───── Source records ─────

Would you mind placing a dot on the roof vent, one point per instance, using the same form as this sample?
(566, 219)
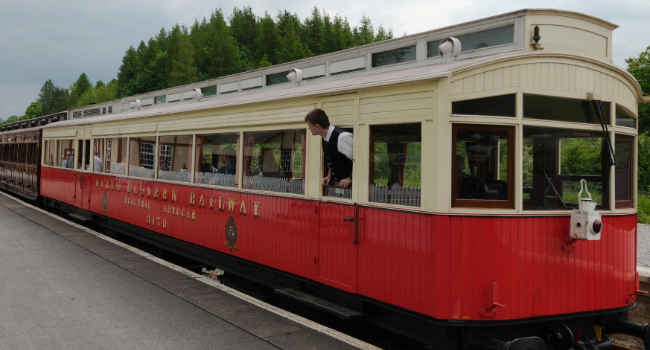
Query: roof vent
(196, 94)
(449, 48)
(295, 76)
(137, 104)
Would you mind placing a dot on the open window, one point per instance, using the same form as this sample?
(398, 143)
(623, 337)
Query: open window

─────

▶ **Work to be completed**:
Copy out the lines above that hold the string "placing".

▶ **Reply**:
Would you mind placing a dot on the roof vent, one point per instance, using the same form as this sample?
Would you mind placing a dot on the open window, one point per instance, using the same form as this sample?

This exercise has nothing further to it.